◆ Section du document ◆

>>>

Art contemporain

Bernard Rancillac, un témoin de choc

Par Renaud Faroux · L'ŒIL

Le 1 avril 2003 - 777 mots

Rancillac a gardé de son expérience professorale un ton incisif et dogmatique. C’est un homme d’idées qui s’engage aussi bien par sa peinture que par ses écrits. Trois musées de province le mettent à l’honneur, et ses tableaux vont circuler en France, de Dole à Saint-Étienne en passant par le musée de l’hospice Saint-Roch d’Issoudun.

Parcourir une rétrospective de Rancillac, c’est comme ne pas manquer un festival consacré à Jean-Luc Godard, ou ingurgiter l’intégrale de Pierre Bourdieu. Leur travail n’est pas fait uniquement pour séduire mais pour éveiller la conscience. Derrière des lunettes de dignitaire du Parti des années de plomb, Rancillac observe notre quotidien dans ce qu’il a de plus commun et banal. Une simple photo, la une d’un magazine, une publicité prennent ensuite l’allure d’un discours critique, d’un décryptage à la Roland Barthes. Rien, dans ses tableaux ou ses objets, n’est vide de sens. Ses images, même celles qui semblent anodines – des personnages de B.D., des pin-up, des portraits de musiciens de jazz ou des footballeurs – donnent toujours à penser, permettent de ne pas oublier les combats de l’histoire et nous impliquent dans l’actualité.

À la fin des années 1950, après un passage à L’Atelier 17 chez William Hayter, Rancillac se laisse tenter par l’art informel selon l’air du temps. Très vite, il est influencé par le Pop Art américain et surtout par le peintre contestataire Peter Saul. Comme lui, il introduit dans ses tableaux l’univers de la bande dessinée. Rancillac explique : « L’étude structurelle de la B.D. va fournir un autre schéma à l’organisation du tableau, celui de la narration par séquences. Le graphisme, les personnages clés d’une nouvelle mythologie internationale : Mickey, Tarzan, Superman ou Tintin ; l’utilisation de la bulle, du sous-titre, des onomatopées manuscrites, la virulence des couleurs dites vulgaires reprises des éditions bon marché et des fanzines, la reproduction de la trame d’impression constituent les éléments d’un renouveau stylistique. » Avec lui la peinture prend une dimension politique, devient outil de communication plus qu’objet de contemplation avec, comme mot clé, la lisibilité. Quand on lui demande d’où vient son inspiration, il jette froidement : « On ne peut peindre que sur le canevas de ses émotions personnelles, de ses hantises, de ses angoisses. Les miennes, plus j’avance, sont d’ordre politique. »

<<<

◆ Entrées extraites ◆

>>>

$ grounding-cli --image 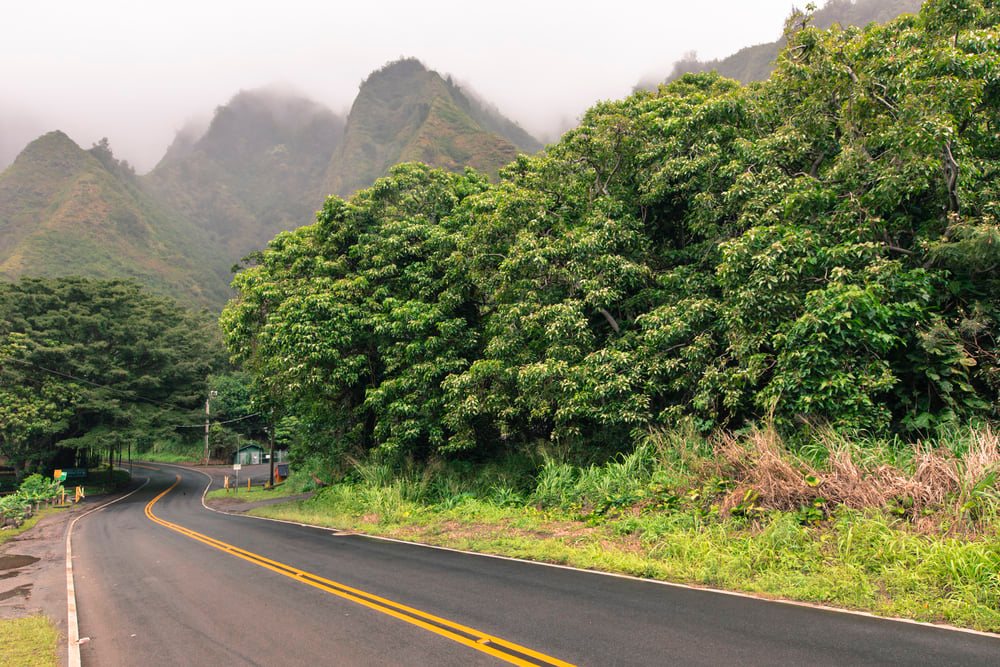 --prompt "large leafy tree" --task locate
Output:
[222,165,487,464]
[224,0,1000,470]
[0,278,223,464]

<<<

◆ Tâche demandée 1 ◆
Indiquez si chacune des affirmations suivantes concorde avec l’article sur Rancillac, en justifiant par les mots décisifs de celui-ci cités à l’identique. (a) Rancillac est passé par L’Atelier 17 chez William Hayter à la fin des années 1950. (b) Les tableaux de Rancillac vont circuler en France de Dole à Saint-Étienne. (c) Cinq musées de province mettent Rancillac à l’honneur.
◆ Tâche demandée 2 ◆
Énumérez tous les personnages de bande dessinée désignés par leur nom dans l’article sur Rancillac.
◆ Tâche demandée 3 ◆
Dans l’article sur Rancillac, reproduisez le passage qui commence aux mots « Par Renaud Faroux » et s’achève après « l’hospice Saint-Roch d’Issoudun. », en substituant « musées régionaux » à « musées de province ».

◆ Réponse rédigée 1 ◆
(a) Oui : « À la fin des années 1950, après un passage à L’Atelier 17 chez William Hayter ».
(b) Oui : « ses tableaux vont circuler en France, de Dole à Saint-Étienne ».
(c) Non : « Trois musées de province le mettent à l’honneur ».

◆ Réponse rédigée 2 ◆
Mickey, Tarzan, Superman, Tintin.

◆ Réponse rédigée 3 ◆
Par Renaud Faroux · L'ŒIL

Le 1 avril 2003 - 777 mots

Rancillac a gardé de son expérience professorale un ton incisif et dogmatique. C’est un homme d’idées qui s’engage aussi bien par sa peinture que par ses écrits. Trois musées régionaux le mettent à l’honneur, et ses tableaux vont circuler en France, de Dole à Saint-Étienne en passant par le musée de l’hospice Saint-Roch d’Issoudun.